What is required: Can you write out every line of the entries below again, requests included, but with each bounding-box coordinate in the answers multiplied by 1.95 and rounded to a whole number, halves rounding up? Leave the numbers in the requests unchanged, and leave the pictures out.
═════ Recorded data ═════
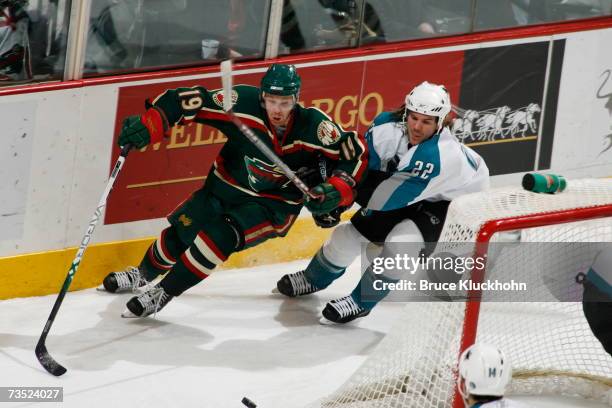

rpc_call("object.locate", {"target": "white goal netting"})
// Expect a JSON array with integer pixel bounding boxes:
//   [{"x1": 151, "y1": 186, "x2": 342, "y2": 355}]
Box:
[{"x1": 317, "y1": 180, "x2": 612, "y2": 408}]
═════
Reply to the task:
rpc_call("object.locate", {"target": "white goal netting"})
// Expect a JSON array with integer pixel bounding boxes:
//   [{"x1": 151, "y1": 186, "x2": 342, "y2": 355}]
Box:
[{"x1": 618, "y1": 351, "x2": 1193, "y2": 796}]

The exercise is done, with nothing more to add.